### WORK TO COMPLETE
Count how many lines in the records below contain the string "shown", matching case exactly, and reply with that number alone.

== == ==

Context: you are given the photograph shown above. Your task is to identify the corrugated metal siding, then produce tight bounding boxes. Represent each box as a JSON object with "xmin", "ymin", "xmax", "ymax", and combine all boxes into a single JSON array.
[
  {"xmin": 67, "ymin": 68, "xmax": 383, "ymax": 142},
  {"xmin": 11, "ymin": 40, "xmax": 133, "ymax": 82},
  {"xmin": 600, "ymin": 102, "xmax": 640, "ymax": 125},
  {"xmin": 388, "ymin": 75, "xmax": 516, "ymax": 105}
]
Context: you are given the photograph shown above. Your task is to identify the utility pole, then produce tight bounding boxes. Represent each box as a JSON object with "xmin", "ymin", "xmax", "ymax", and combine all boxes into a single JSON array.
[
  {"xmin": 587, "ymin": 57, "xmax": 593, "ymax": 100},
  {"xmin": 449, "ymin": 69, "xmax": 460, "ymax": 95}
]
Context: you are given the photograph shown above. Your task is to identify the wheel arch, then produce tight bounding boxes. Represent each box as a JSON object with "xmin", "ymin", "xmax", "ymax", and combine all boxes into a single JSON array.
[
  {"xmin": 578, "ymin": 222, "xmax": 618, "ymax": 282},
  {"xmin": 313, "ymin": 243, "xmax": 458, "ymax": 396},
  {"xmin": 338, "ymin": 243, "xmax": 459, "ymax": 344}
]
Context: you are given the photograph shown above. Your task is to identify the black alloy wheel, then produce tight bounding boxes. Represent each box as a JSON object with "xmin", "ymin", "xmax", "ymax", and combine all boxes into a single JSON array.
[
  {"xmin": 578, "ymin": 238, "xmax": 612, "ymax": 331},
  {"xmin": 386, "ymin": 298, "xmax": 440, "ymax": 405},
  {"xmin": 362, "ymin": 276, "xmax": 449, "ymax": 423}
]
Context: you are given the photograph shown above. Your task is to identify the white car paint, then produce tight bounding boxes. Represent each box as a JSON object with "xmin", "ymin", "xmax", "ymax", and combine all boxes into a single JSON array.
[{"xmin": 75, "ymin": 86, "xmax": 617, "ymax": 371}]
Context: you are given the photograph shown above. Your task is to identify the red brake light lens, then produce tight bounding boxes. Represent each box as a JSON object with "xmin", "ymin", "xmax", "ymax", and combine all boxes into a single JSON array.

== == ==

### TASK OUTPUT
6